WRITTEN PROBLEM.
Reproduce the module description on CIA schema update detection, shown below, word for word and in full.

DOCUMENT.
Module: CIA Schema Update Detection - Upstream Change Monitoring

Automated schema update detection system continuously monitoring the CIA GitHub repository for changes to published JSON export specifications. Identifies when CIA data structure versions diverge from local cached versions, triggering synchronization workflows for data product consistency.

Operational Purpose: Ensures riksdagsmonitor maintains compatibility with CIA platform's 19 data products by detecting upstream schema modifications before they break data pipelines. Implements change detection through cryptographic checksums, enabling rapid identification of schema evolution without manual polling.

CIA Data Products Monitored (19 schemas):

  • overview-dashboard: Parliamentary activity summary
  • party-performance: Party voting and activity metrics
  • cabinet-scorecard: Government performance tracking
  • election-analysis: Electoral outcomes and trends
  • top10-influential-mps: Parliamentary power analysis
  • top10-productive-mps: Legislation productivity metrics
  • top10-controversial-mps: Political controversy tracking
  • top10-absent-mps: Attendance pattern analysis
  • top10-rebels: Party discipline violations
  • top10-coalition-brokers: Coalition dynamics influencers
  • top10-rising-stars: Career trajectory identification
  • top10-electoral-risk: Election vulnerability analysis
  • top10-ethics-concerns: Ethics violation tracking
  • top10-media-presence: Political media prominence
  • committee-network: Committee membership networks
  • politician-career: Career progression analysis
  • party-longitudinal: Historical party data trends
  • riksdag-overview: Parliamentary structure and history
  • ministry-performance: Government ministry effectiveness

Change Detection Architecture:

  • Fetches remote schema files from CIA GitHub repository
  • Computes SHA-256 checksums of remote files
  • Compares checksums with locally cached metadata
  • Identifies added, modified, or deleted schemas
  • Generates change report for action planning

Remote Data Source:

  • CIA Repository: https://github.com/Hack23/cia
  • Schema Location: /json-export-specs/schemas/
  • Access Method: GitHub raw content CDN (no authentication required)

PROVIDED DATA.
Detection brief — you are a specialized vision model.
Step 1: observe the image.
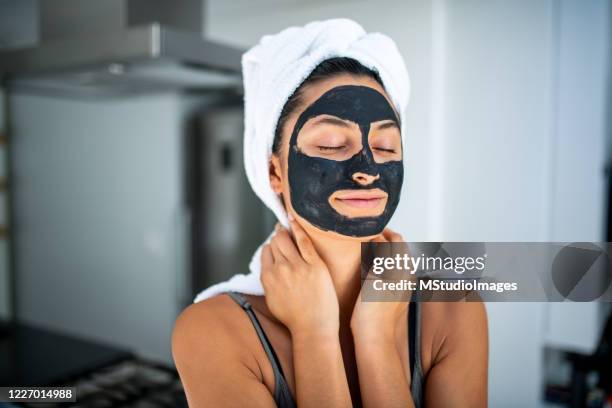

EXERCISE ANSWER.
Module: CIA Schema Update Detection - Upstream Change Monitoring

Automated schema update detection system continuously monitoring the CIA GitHub repository for changes to published JSON export specifications. Identifies when CIA data structure versions diverge from local cached versions, triggering synchronization workflows for data product consistency.

Operational Purpose: Ensures riksdagsmonitor maintains compatibility with CIA platform's 19 data products by detecting upstream schema modifications before they break data pipelines. Implements change detection through cryptographic checksums, enabling rapid identification of schema evolution without manual polling.

CIA Data Products Monitored (19 schemas):

  • overview-dashboard: Parliamentary activity summary
  • party-performance: Party voting and activity metrics
  • cabinet-scorecard: Government performance tracking
  • election-analysis: Electoral outcomes and trends
  • top10-influential-mps: Parliamentary power analysis
  • top10-productive-mps: Legislation productivity metrics
  • top10-controversial-mps: Political controversy tracking
  • top10-absent-mps: Attendance pattern analysis
  • top10-rebels: Party discipline violations
  • top10-coalition-brokers: Coalition dynamics influencers
  • top10-rising-stars: Career trajectory identification
  • top10-electoral-risk: Election vulnerability analysis
  • top10-ethics-concerns: Ethics violation tracking
  • top10-media-presence: Political media prominence
  • committee-network: Committee membership networks
  • politician-career: Career progression analysis
  • party-longitudinal: Historical party data trends
  • riksdag-overview: Parliamentary structure and history
  • ministry-performance: Government ministry effectiveness

Change Detection Architecture:

  • Fetches remote schema files from CIA GitHub repository
  • Computes SHA-256 checksums of remote files
  • Compares checksums with locally cached metadata
  • Identifies added, modified, or deleted schemas
  • Generates change report for action planning

Remote Data Source:

  • CIA Repository: https://github.com/Hack23/cia
  • Schema Location: /json-export-specs/schemas/
  • Access Method: GitHub raw content CDN (no authentication required)